Task goal — From the data below, return all lines holding the string "lion".

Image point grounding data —
■ ■ ■ ■ ■ ■ ■
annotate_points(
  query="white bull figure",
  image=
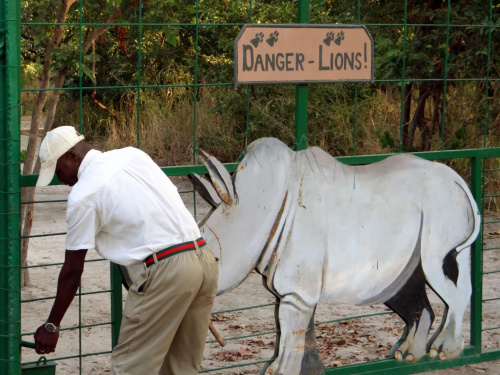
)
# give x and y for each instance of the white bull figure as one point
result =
(318, 230)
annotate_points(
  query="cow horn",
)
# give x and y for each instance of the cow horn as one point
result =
(206, 190)
(220, 177)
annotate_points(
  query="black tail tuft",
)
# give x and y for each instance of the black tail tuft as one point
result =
(450, 266)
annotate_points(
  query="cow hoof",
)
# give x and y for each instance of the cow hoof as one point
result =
(410, 358)
(433, 353)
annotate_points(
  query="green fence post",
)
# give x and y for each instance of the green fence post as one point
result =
(116, 303)
(10, 296)
(301, 92)
(476, 310)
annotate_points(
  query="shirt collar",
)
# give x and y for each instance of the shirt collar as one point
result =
(87, 160)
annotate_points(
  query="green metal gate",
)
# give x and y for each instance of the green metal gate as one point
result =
(482, 160)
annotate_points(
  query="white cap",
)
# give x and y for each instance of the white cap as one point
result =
(55, 144)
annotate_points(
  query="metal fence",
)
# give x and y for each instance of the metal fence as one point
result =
(483, 161)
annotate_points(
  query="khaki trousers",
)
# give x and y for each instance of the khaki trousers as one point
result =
(166, 316)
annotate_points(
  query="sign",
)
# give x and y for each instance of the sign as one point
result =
(298, 53)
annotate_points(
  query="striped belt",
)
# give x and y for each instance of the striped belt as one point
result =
(172, 250)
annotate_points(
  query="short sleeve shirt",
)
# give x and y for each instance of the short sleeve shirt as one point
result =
(125, 207)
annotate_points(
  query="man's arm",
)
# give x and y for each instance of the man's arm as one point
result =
(67, 286)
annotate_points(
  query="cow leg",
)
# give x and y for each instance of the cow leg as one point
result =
(451, 281)
(297, 353)
(412, 305)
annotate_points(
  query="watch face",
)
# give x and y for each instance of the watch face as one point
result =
(50, 327)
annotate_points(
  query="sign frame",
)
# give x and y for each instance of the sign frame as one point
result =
(370, 51)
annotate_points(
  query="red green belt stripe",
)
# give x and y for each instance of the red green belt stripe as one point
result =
(175, 249)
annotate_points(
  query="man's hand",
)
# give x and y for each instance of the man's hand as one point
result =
(45, 341)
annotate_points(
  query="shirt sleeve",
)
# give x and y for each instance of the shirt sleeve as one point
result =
(83, 226)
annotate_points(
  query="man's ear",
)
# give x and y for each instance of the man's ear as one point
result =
(73, 155)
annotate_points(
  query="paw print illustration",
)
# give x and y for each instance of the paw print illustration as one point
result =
(259, 37)
(329, 37)
(339, 38)
(273, 38)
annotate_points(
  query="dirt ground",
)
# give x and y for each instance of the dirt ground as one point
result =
(339, 342)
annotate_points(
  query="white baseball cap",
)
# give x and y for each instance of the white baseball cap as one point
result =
(55, 144)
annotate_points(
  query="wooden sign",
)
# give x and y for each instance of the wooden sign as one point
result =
(303, 54)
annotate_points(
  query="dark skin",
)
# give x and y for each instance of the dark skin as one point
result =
(72, 269)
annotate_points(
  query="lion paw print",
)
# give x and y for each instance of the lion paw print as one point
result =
(259, 37)
(339, 38)
(329, 37)
(273, 38)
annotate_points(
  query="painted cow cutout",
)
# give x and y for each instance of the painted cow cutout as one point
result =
(318, 230)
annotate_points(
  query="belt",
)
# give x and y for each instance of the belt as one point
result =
(172, 250)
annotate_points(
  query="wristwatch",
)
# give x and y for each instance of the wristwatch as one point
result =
(51, 327)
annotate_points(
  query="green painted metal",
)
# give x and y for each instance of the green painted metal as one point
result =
(477, 260)
(301, 91)
(10, 296)
(116, 303)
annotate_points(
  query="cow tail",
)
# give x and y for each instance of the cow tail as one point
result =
(476, 216)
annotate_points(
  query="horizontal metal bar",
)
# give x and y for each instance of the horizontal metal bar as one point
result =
(45, 235)
(491, 299)
(393, 367)
(244, 308)
(354, 317)
(491, 248)
(491, 329)
(218, 84)
(54, 201)
(30, 180)
(245, 336)
(491, 222)
(207, 24)
(234, 366)
(491, 272)
(71, 357)
(77, 294)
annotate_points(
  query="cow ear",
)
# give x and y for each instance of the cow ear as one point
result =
(220, 177)
(206, 190)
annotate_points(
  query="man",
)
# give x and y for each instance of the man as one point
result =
(124, 206)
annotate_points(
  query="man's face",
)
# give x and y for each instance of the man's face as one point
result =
(67, 168)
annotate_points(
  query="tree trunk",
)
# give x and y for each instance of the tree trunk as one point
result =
(406, 113)
(28, 193)
(418, 119)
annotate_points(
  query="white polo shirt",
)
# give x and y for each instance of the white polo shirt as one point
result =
(125, 207)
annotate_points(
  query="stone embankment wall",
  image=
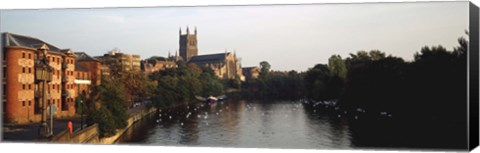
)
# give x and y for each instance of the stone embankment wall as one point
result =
(91, 133)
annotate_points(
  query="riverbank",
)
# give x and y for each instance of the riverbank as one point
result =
(90, 134)
(134, 117)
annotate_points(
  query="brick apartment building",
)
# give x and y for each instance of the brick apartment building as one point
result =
(22, 94)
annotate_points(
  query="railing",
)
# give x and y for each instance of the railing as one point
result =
(87, 135)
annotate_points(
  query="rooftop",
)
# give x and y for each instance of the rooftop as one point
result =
(209, 58)
(10, 40)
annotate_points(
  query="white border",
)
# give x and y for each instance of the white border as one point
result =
(46, 4)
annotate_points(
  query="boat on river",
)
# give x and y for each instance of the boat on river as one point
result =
(211, 99)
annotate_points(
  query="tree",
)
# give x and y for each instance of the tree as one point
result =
(337, 66)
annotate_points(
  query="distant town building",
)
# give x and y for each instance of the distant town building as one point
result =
(225, 65)
(188, 45)
(83, 78)
(251, 72)
(156, 63)
(127, 62)
(93, 65)
(21, 92)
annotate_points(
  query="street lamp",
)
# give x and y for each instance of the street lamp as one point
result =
(81, 120)
(43, 74)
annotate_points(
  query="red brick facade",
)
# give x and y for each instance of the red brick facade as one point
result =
(22, 94)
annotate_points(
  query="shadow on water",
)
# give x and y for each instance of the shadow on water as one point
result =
(287, 124)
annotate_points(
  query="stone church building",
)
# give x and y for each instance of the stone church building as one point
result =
(225, 65)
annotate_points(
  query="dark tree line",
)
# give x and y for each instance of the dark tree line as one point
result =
(274, 84)
(182, 84)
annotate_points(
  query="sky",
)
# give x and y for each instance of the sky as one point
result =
(289, 37)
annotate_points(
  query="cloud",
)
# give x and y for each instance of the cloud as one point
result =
(112, 18)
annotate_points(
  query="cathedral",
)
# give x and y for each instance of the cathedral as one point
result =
(226, 65)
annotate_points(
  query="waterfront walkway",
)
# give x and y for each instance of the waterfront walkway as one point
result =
(29, 132)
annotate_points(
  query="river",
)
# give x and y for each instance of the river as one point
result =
(268, 124)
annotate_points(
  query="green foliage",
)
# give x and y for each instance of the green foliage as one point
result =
(274, 84)
(337, 66)
(103, 117)
(112, 114)
(183, 83)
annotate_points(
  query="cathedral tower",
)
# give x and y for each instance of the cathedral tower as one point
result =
(188, 45)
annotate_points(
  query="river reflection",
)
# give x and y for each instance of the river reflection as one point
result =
(252, 124)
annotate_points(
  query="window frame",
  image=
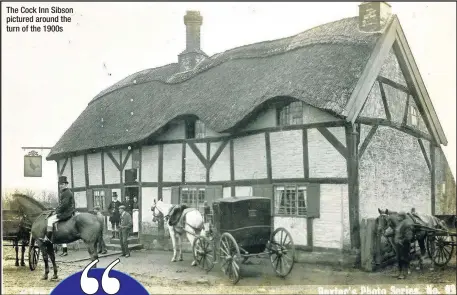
■ ■ ■ ■ ■ ■ ■
Your response —
  query="lion paw print",
# give x and y for each instance of the lion paw print as one point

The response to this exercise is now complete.